■ Given task
Copy the listing below word for word, from its first line up to and including the line with "M 123 271 L 250 216 L 87 154 Z".

■ Given records
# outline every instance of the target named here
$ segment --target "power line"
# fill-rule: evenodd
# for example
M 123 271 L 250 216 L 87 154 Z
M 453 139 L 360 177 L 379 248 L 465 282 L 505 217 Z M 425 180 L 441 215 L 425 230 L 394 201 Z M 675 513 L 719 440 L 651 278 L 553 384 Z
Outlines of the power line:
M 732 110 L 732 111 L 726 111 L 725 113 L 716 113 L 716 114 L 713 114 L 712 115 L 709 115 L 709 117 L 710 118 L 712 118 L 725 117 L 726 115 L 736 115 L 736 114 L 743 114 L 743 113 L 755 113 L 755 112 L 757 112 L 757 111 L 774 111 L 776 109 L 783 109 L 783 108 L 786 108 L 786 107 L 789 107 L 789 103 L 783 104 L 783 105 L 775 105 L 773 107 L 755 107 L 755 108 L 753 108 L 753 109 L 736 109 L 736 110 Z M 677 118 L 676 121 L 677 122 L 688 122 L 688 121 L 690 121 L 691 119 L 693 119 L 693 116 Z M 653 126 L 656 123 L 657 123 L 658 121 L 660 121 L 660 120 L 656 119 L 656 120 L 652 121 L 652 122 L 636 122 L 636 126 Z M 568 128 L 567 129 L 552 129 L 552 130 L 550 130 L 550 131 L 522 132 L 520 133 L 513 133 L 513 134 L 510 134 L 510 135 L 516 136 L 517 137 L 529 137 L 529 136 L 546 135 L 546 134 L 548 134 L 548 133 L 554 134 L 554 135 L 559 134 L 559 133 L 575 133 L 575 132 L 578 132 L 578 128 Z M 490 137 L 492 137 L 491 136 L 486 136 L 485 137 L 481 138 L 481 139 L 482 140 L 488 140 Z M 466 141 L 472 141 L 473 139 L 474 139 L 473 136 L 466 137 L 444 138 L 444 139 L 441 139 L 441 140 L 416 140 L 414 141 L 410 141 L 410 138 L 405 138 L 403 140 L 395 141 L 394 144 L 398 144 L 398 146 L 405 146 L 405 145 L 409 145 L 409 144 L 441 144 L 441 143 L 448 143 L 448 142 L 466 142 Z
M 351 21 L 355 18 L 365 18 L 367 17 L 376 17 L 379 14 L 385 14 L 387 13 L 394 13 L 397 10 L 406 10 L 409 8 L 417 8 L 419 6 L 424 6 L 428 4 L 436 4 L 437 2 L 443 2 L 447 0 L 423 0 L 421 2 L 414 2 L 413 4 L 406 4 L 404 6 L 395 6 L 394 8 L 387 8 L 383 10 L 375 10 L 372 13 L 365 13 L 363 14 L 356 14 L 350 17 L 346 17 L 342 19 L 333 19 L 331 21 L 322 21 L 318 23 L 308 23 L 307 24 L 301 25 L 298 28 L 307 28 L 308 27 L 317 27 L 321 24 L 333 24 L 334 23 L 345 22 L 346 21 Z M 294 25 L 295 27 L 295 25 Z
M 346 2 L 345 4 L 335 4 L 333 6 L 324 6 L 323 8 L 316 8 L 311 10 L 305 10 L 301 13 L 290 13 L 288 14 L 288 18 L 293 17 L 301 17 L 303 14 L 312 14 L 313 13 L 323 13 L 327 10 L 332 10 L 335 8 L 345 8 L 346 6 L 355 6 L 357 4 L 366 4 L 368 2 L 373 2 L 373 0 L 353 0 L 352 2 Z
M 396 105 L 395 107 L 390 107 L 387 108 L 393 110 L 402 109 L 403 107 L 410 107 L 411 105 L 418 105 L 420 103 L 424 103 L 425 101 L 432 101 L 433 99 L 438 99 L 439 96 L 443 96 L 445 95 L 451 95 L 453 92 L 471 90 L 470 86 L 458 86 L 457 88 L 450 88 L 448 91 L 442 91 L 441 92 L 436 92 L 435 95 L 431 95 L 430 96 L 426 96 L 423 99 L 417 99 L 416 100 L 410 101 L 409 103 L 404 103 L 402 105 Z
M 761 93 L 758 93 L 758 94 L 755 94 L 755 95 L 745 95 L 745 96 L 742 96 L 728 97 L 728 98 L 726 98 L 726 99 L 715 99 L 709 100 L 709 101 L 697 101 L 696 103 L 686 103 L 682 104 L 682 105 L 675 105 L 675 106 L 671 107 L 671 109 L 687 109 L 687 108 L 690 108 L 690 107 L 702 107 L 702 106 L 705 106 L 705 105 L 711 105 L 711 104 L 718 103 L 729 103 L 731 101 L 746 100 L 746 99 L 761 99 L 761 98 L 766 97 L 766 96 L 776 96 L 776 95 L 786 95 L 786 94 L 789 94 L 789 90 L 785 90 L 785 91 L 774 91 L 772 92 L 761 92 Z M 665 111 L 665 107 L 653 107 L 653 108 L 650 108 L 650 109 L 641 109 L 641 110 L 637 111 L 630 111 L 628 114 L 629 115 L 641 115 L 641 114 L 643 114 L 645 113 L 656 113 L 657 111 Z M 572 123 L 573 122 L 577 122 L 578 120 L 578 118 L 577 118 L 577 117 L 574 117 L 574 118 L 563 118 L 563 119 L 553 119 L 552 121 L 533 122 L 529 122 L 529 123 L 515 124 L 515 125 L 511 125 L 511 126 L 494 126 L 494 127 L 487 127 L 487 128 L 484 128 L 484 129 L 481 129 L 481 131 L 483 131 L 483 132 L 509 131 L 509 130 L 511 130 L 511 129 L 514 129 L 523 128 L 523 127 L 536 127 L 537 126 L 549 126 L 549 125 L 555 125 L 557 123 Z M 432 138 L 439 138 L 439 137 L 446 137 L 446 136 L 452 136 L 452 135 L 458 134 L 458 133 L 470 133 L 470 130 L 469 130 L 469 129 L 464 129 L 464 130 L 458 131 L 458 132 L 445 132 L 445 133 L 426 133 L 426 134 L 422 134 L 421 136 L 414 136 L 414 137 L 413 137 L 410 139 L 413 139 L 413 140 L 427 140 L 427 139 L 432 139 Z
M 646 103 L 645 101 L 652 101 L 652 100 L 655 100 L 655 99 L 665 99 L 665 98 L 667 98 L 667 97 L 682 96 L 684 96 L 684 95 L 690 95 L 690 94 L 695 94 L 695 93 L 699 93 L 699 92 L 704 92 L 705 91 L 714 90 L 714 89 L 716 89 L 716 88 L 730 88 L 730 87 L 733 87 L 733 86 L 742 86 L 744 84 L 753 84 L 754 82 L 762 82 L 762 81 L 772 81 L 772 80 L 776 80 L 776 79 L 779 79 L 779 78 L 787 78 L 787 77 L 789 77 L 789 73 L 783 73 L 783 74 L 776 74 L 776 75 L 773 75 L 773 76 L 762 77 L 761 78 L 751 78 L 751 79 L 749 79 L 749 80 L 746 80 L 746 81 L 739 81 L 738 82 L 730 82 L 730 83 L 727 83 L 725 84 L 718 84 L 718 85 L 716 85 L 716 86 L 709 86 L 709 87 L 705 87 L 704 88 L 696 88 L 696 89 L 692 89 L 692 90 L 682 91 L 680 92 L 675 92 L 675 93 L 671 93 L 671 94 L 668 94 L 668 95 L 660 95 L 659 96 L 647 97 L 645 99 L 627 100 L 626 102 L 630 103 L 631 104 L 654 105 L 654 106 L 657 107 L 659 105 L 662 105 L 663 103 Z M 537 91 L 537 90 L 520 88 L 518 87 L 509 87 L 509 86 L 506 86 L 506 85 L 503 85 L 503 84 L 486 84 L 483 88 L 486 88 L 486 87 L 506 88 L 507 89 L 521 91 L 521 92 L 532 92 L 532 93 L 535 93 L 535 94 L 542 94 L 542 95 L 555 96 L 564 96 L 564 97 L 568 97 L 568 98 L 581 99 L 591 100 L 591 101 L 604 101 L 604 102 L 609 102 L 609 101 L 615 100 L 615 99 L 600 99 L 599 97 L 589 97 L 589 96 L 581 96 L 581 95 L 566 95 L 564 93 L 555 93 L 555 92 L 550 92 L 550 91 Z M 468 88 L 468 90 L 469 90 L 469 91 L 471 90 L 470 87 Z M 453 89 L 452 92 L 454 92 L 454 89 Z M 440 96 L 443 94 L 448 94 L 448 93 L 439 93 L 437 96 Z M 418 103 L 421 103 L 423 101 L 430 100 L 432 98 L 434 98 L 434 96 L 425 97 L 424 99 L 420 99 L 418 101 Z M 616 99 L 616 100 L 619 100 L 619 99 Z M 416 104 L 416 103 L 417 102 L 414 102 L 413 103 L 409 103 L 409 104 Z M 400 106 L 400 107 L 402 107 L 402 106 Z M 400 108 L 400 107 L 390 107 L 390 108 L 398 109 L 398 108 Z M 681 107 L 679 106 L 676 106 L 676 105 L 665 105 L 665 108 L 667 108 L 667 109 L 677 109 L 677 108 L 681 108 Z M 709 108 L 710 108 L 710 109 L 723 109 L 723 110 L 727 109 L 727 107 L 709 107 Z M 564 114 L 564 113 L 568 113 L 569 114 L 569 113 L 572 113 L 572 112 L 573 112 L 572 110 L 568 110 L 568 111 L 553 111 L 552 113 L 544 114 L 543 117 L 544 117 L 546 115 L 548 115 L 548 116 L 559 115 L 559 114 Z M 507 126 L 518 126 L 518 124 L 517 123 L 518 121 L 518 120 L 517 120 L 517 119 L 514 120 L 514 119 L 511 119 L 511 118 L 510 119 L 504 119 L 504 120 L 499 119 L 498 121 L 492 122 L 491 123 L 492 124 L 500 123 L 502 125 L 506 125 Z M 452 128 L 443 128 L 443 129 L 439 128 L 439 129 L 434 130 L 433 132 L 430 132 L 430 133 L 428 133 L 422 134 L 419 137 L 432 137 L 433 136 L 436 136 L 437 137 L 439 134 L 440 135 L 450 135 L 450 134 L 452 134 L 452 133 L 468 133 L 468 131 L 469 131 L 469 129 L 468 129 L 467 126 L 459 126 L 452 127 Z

■ Solved problem
# outline every instance of the target named here
$ segment --target "power line"
# fill-rule: evenodd
# for example
M 123 271 L 250 216 L 87 154 Z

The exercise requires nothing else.